▸ **Exercise goal**
Search the data for the string "pick" and copy each line in which it appears.

▸ **Material for this exercise**
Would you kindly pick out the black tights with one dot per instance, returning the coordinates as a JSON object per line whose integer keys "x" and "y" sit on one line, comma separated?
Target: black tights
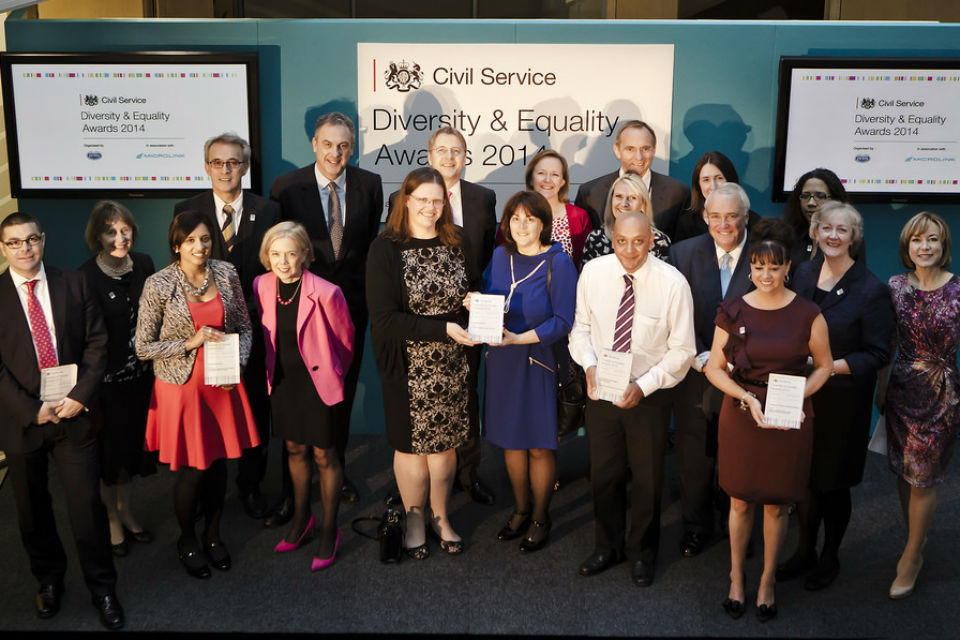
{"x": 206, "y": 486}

--

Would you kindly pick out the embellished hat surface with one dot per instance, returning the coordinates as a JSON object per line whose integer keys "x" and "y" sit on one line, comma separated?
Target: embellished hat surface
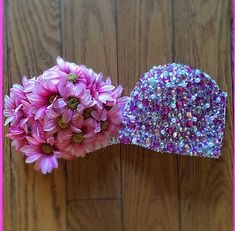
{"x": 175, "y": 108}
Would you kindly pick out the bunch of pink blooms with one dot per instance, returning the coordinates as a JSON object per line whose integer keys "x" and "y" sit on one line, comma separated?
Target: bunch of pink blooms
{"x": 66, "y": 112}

▸ **Response to the exercise**
Would you kindly pick out the black tights with one dot per instance, returning the coordinates as a JSON object per line whose integer keys "x" and "y" sit on one line, comma separated?
Would you kindly pick out the embellished hat surface with one dot per instance, returning the coordinates as a JSON object per line whose integer keys "x" and "y" sit on one line, comma separated?
Would you kindly pick out the bunch of pink blooms with one dot per instance, returning the coordinates as a JSON object per line whose integer keys "x" and "y" sit on one line, comma separated?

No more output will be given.